Exercise details ▸ Copy exactly the last part of the entries, starting from the line with "Practice step: put one dot on the powdered" and including the final line.

======== Information supplied

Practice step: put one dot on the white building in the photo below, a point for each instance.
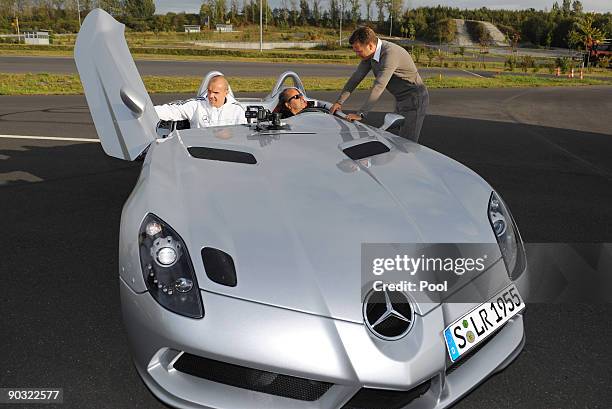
(192, 28)
(224, 28)
(36, 37)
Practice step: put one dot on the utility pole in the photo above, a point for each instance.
(17, 25)
(79, 12)
(341, 17)
(260, 25)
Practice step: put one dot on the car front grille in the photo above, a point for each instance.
(252, 379)
(368, 398)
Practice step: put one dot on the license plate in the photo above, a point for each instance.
(471, 329)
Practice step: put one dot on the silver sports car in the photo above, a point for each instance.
(240, 254)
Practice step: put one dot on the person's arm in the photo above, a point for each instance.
(362, 70)
(389, 64)
(239, 117)
(177, 111)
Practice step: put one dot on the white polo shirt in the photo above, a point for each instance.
(201, 113)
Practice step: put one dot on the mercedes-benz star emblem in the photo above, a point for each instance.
(388, 314)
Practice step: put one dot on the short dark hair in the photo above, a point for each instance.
(282, 97)
(363, 35)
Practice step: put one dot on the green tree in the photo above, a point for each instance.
(355, 11)
(577, 7)
(585, 34)
(368, 4)
(566, 7)
(140, 9)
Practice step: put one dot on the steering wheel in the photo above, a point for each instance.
(315, 109)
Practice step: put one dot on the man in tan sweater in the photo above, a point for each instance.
(394, 70)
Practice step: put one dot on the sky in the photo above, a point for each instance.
(193, 6)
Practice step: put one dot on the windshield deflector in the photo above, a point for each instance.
(120, 106)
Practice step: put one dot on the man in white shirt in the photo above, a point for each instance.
(217, 108)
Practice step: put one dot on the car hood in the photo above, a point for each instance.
(294, 222)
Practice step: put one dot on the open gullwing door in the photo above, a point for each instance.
(120, 106)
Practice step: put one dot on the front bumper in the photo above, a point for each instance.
(301, 345)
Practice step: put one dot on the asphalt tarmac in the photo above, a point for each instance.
(547, 151)
(57, 65)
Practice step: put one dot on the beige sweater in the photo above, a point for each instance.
(395, 71)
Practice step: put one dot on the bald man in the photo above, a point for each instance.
(217, 108)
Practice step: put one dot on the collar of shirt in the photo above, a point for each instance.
(377, 52)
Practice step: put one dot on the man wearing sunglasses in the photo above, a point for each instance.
(291, 102)
(394, 70)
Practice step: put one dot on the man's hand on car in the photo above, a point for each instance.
(337, 106)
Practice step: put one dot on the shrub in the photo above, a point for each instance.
(510, 63)
(526, 62)
(563, 63)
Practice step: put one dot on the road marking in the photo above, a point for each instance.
(473, 73)
(50, 138)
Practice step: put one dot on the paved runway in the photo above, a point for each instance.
(15, 64)
(547, 151)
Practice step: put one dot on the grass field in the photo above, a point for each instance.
(58, 84)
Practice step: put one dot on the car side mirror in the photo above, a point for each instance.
(392, 120)
(132, 101)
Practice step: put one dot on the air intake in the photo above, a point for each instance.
(384, 399)
(252, 379)
(365, 150)
(224, 155)
(219, 266)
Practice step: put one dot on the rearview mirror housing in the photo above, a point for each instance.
(392, 120)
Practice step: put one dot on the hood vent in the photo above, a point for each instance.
(219, 266)
(223, 155)
(365, 150)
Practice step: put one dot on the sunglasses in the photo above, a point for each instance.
(296, 96)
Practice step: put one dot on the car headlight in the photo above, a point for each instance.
(507, 235)
(167, 269)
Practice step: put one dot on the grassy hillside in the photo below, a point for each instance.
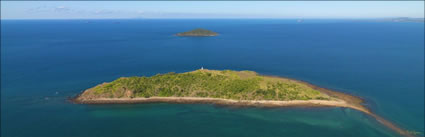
(239, 85)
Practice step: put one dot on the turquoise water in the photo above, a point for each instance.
(45, 61)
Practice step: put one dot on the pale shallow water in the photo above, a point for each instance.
(44, 62)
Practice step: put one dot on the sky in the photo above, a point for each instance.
(209, 9)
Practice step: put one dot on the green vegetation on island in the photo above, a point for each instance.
(198, 32)
(227, 84)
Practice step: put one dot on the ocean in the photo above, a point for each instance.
(44, 62)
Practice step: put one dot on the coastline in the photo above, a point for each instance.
(340, 99)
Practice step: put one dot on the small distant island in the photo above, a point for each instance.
(198, 33)
(224, 87)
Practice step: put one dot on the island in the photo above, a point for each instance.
(198, 33)
(223, 87)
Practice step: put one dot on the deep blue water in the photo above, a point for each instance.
(45, 61)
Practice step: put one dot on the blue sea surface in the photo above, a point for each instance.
(43, 62)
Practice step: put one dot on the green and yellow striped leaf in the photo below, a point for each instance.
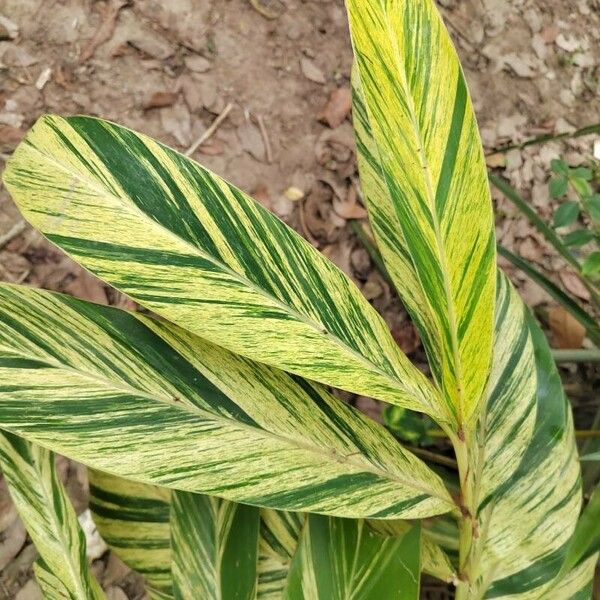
(183, 242)
(527, 515)
(215, 548)
(425, 183)
(146, 400)
(134, 520)
(343, 559)
(42, 503)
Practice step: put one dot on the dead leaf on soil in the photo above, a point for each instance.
(574, 284)
(160, 100)
(337, 108)
(567, 332)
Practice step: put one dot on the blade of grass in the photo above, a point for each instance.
(549, 233)
(548, 137)
(591, 327)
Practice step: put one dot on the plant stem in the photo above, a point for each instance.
(463, 444)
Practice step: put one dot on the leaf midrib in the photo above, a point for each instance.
(203, 413)
(319, 327)
(452, 320)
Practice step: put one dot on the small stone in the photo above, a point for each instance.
(198, 64)
(293, 194)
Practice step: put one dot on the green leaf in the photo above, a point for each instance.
(342, 559)
(579, 237)
(582, 173)
(576, 310)
(586, 539)
(560, 167)
(529, 509)
(42, 503)
(215, 548)
(183, 242)
(551, 236)
(405, 424)
(590, 457)
(420, 157)
(279, 535)
(591, 265)
(566, 213)
(133, 519)
(146, 400)
(558, 186)
(593, 206)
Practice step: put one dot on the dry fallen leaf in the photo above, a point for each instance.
(574, 284)
(160, 100)
(567, 332)
(337, 108)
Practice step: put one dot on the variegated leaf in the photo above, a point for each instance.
(343, 559)
(42, 503)
(133, 519)
(215, 548)
(183, 242)
(146, 400)
(528, 508)
(423, 170)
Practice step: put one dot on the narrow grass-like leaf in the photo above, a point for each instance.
(576, 310)
(133, 519)
(547, 231)
(146, 400)
(215, 548)
(426, 149)
(343, 559)
(183, 242)
(42, 503)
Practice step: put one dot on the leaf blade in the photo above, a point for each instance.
(343, 559)
(196, 243)
(289, 443)
(215, 548)
(133, 519)
(42, 502)
(447, 245)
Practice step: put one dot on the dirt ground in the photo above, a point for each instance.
(278, 72)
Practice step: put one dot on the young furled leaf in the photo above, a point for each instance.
(214, 548)
(42, 503)
(183, 242)
(420, 157)
(133, 519)
(146, 400)
(343, 559)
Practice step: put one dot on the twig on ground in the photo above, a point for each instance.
(210, 131)
(13, 232)
(267, 143)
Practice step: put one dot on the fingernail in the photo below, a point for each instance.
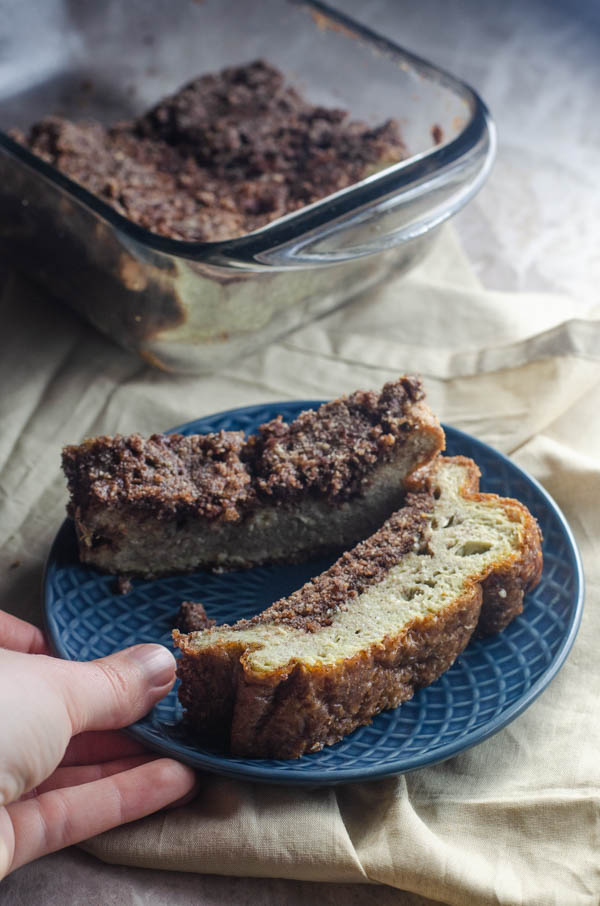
(156, 661)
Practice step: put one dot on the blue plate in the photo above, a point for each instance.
(492, 682)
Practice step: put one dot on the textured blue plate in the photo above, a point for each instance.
(488, 686)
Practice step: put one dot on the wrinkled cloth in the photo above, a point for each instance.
(515, 820)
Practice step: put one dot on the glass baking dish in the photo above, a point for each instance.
(194, 306)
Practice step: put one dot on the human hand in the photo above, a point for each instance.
(65, 774)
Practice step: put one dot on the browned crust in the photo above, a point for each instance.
(225, 155)
(299, 709)
(328, 453)
(504, 587)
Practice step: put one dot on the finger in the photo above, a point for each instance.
(87, 773)
(17, 635)
(97, 746)
(62, 817)
(117, 690)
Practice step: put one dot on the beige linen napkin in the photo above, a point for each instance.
(515, 820)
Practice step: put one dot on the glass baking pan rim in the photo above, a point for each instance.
(248, 251)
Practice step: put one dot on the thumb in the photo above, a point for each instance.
(117, 690)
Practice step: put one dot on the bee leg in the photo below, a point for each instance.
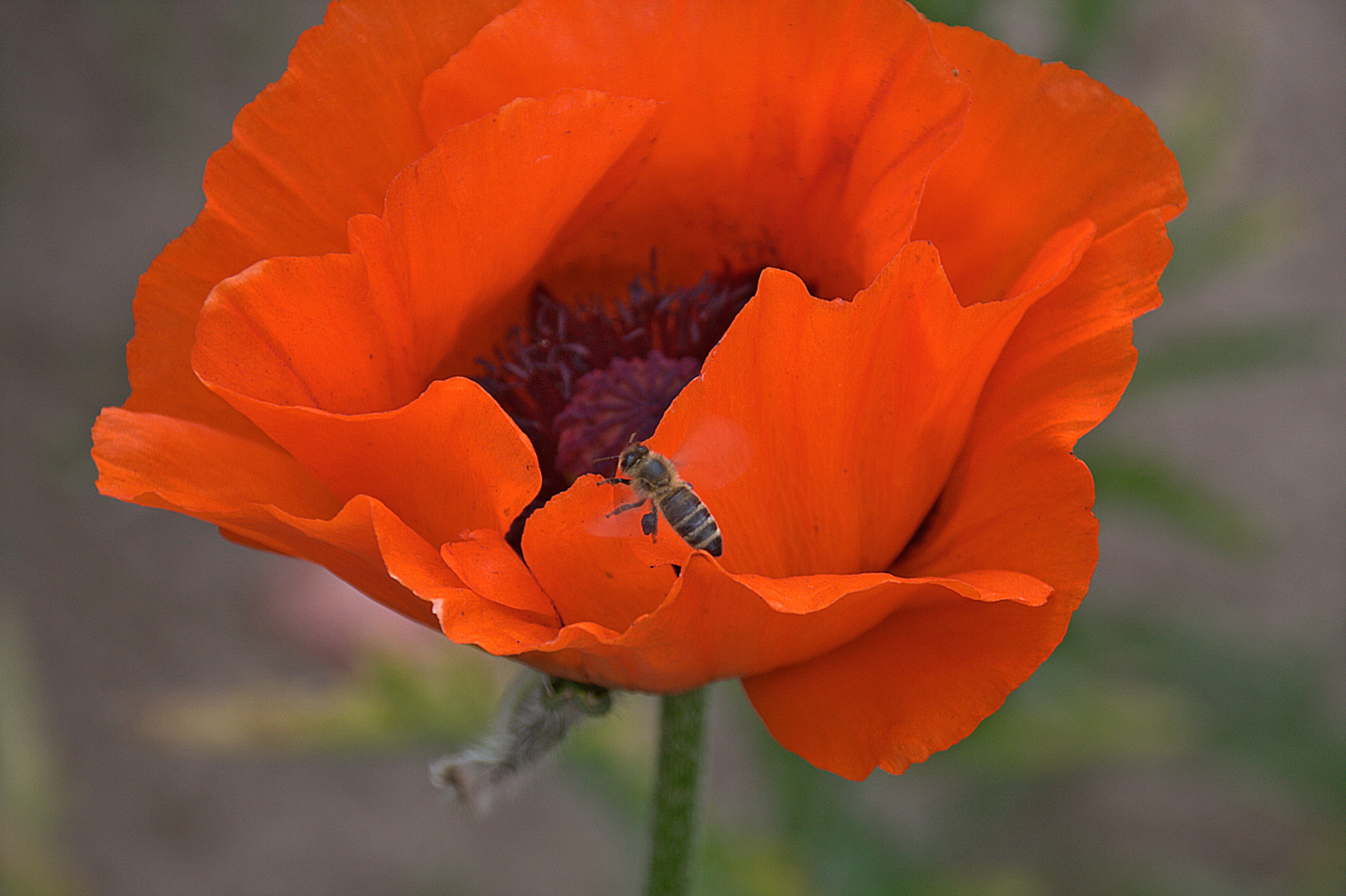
(630, 506)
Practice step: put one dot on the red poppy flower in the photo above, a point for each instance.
(948, 244)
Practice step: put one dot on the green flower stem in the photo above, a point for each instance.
(681, 740)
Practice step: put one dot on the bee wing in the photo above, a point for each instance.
(715, 452)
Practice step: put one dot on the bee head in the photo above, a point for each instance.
(630, 456)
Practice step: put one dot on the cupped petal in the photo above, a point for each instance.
(851, 413)
(594, 567)
(257, 495)
(715, 625)
(463, 226)
(809, 153)
(298, 167)
(447, 463)
(463, 615)
(1043, 147)
(192, 467)
(486, 564)
(1017, 499)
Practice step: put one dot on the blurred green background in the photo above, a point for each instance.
(173, 720)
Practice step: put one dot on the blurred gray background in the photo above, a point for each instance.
(178, 718)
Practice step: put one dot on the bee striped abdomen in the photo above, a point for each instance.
(690, 519)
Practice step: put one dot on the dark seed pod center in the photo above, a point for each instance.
(582, 380)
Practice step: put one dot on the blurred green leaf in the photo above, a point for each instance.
(1264, 705)
(956, 12)
(1228, 352)
(1217, 237)
(734, 861)
(32, 800)
(1127, 478)
(391, 703)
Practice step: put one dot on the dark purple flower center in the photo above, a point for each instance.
(582, 380)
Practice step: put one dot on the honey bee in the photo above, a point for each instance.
(653, 478)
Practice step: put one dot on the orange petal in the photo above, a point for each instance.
(486, 564)
(1015, 501)
(917, 682)
(854, 412)
(298, 167)
(466, 616)
(809, 153)
(1017, 498)
(719, 626)
(1043, 147)
(447, 463)
(365, 333)
(597, 568)
(196, 469)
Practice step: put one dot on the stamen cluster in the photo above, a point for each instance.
(582, 380)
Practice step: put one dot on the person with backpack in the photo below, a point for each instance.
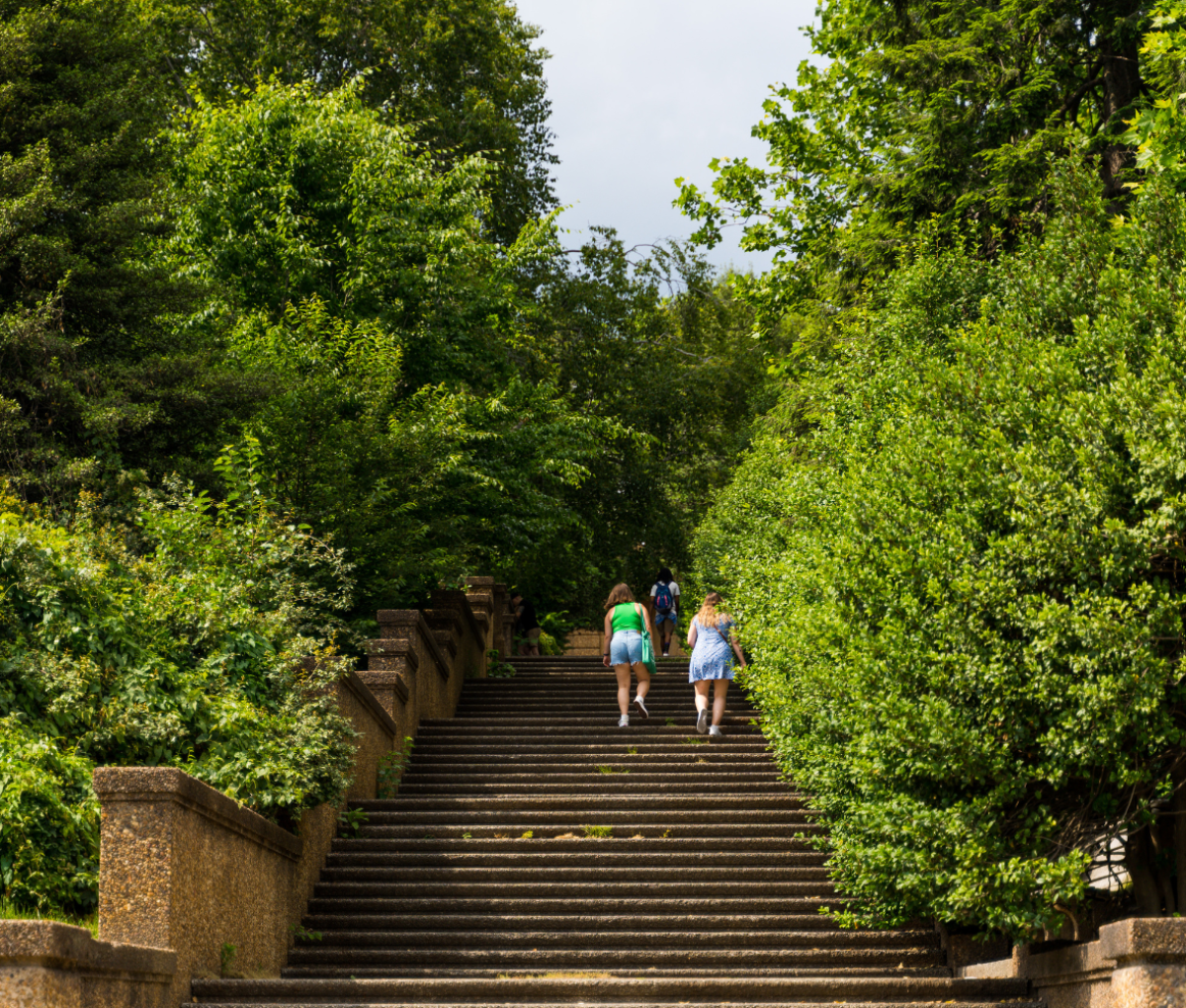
(665, 594)
(624, 624)
(713, 646)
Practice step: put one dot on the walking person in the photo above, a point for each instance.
(624, 623)
(713, 646)
(527, 626)
(665, 594)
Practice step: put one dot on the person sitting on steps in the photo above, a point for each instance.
(624, 622)
(713, 645)
(665, 594)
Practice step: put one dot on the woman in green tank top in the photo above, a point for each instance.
(624, 623)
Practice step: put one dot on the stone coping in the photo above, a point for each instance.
(415, 620)
(367, 699)
(53, 946)
(458, 602)
(1144, 938)
(386, 680)
(170, 784)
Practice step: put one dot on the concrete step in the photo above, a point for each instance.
(628, 953)
(819, 925)
(507, 972)
(585, 774)
(608, 784)
(649, 803)
(388, 884)
(363, 932)
(550, 990)
(545, 827)
(357, 851)
(1015, 1003)
(799, 908)
(609, 810)
(611, 747)
(706, 756)
(580, 854)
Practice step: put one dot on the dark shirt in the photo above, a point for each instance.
(527, 620)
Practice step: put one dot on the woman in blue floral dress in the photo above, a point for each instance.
(713, 646)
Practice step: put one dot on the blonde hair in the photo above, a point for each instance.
(712, 612)
(620, 594)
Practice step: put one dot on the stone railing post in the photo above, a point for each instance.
(1150, 962)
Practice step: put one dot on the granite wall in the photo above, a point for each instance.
(193, 883)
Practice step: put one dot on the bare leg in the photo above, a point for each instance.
(623, 674)
(644, 680)
(719, 692)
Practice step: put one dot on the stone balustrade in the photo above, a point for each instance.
(191, 882)
(1136, 964)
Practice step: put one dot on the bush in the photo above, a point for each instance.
(48, 823)
(958, 554)
(177, 643)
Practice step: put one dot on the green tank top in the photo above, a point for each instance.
(626, 617)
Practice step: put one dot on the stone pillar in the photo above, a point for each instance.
(480, 594)
(184, 867)
(1150, 962)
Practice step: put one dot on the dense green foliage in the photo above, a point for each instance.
(924, 111)
(175, 641)
(958, 550)
(464, 75)
(320, 235)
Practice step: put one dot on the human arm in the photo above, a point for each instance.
(609, 634)
(736, 650)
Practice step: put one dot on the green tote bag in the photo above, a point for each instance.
(647, 646)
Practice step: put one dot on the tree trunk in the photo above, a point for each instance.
(1119, 41)
(1138, 858)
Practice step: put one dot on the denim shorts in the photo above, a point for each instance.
(627, 647)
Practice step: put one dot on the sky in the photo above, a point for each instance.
(644, 92)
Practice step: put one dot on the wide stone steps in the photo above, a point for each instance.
(608, 989)
(367, 883)
(757, 901)
(801, 924)
(540, 855)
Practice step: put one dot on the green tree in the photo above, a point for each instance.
(924, 111)
(466, 75)
(338, 258)
(958, 552)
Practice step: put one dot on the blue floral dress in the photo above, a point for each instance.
(712, 658)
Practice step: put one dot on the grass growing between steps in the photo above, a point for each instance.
(11, 912)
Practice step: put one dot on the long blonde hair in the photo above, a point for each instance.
(712, 612)
(620, 594)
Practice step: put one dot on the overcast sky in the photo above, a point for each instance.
(644, 92)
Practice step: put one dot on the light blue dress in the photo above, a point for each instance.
(712, 658)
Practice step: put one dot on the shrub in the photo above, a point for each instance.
(959, 556)
(177, 641)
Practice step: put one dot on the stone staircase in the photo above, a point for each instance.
(538, 854)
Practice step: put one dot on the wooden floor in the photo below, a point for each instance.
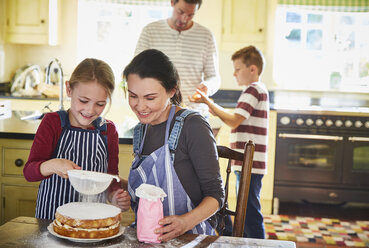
(347, 212)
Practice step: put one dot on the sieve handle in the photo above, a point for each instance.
(116, 177)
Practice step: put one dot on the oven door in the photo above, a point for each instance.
(308, 158)
(356, 159)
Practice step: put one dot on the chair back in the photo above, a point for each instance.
(243, 192)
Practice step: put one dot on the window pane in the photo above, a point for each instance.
(312, 18)
(293, 17)
(314, 39)
(321, 50)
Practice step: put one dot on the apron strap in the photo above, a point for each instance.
(176, 131)
(64, 120)
(140, 132)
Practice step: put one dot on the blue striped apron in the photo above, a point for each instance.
(157, 169)
(86, 148)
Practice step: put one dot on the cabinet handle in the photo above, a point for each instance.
(333, 195)
(19, 162)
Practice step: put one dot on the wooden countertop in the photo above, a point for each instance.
(32, 232)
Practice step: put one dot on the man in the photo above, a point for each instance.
(190, 46)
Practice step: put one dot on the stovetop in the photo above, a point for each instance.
(322, 121)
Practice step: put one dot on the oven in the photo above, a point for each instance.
(322, 158)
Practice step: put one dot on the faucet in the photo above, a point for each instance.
(47, 80)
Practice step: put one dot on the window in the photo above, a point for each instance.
(321, 50)
(109, 29)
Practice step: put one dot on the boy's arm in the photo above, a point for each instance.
(232, 120)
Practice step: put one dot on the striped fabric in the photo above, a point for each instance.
(192, 51)
(253, 104)
(86, 148)
(329, 5)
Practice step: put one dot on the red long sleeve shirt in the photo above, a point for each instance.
(46, 140)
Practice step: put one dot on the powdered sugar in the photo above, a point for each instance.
(88, 210)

================

Response for this exercise ▸
Practice step: put one dot on the powdered sugar in the photo above, a point for each instance.
(88, 210)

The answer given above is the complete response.